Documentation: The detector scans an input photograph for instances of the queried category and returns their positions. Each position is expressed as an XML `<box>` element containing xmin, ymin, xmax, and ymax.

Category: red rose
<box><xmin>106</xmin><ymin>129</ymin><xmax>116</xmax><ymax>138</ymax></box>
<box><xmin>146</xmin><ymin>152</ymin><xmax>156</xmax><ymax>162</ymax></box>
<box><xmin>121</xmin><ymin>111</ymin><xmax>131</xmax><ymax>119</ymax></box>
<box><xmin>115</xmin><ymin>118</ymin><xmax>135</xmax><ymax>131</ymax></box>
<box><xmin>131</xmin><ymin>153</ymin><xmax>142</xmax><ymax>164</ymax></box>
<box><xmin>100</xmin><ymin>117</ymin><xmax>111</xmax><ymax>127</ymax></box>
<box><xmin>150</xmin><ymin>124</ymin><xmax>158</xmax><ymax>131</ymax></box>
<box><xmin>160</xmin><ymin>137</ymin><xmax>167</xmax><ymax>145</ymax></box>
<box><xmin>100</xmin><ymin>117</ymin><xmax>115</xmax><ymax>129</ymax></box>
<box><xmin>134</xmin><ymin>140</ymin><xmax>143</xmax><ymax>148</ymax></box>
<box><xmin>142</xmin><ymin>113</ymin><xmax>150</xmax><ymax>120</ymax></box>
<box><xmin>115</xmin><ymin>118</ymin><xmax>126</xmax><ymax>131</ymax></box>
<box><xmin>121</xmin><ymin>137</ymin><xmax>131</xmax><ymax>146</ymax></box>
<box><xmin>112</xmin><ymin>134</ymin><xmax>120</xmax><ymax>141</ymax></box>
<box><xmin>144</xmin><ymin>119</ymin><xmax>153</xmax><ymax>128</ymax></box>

== SET TASK ==
Copy everything from the line containing "Category: red rose" down to the end of the records, character for character.

== FINAL RESULT ==
Category: red rose
<box><xmin>106</xmin><ymin>129</ymin><xmax>116</xmax><ymax>138</ymax></box>
<box><xmin>146</xmin><ymin>152</ymin><xmax>156</xmax><ymax>162</ymax></box>
<box><xmin>121</xmin><ymin>111</ymin><xmax>131</xmax><ymax>119</ymax></box>
<box><xmin>115</xmin><ymin>118</ymin><xmax>135</xmax><ymax>131</ymax></box>
<box><xmin>131</xmin><ymin>153</ymin><xmax>142</xmax><ymax>164</ymax></box>
<box><xmin>100</xmin><ymin>117</ymin><xmax>111</xmax><ymax>127</ymax></box>
<box><xmin>150</xmin><ymin>124</ymin><xmax>158</xmax><ymax>131</ymax></box>
<box><xmin>160</xmin><ymin>137</ymin><xmax>167</xmax><ymax>145</ymax></box>
<box><xmin>100</xmin><ymin>117</ymin><xmax>115</xmax><ymax>129</ymax></box>
<box><xmin>134</xmin><ymin>140</ymin><xmax>143</xmax><ymax>148</ymax></box>
<box><xmin>142</xmin><ymin>113</ymin><xmax>150</xmax><ymax>120</ymax></box>
<box><xmin>115</xmin><ymin>118</ymin><xmax>126</xmax><ymax>131</ymax></box>
<box><xmin>121</xmin><ymin>137</ymin><xmax>131</xmax><ymax>146</ymax></box>
<box><xmin>112</xmin><ymin>134</ymin><xmax>120</xmax><ymax>141</ymax></box>
<box><xmin>144</xmin><ymin>119</ymin><xmax>153</xmax><ymax>128</ymax></box>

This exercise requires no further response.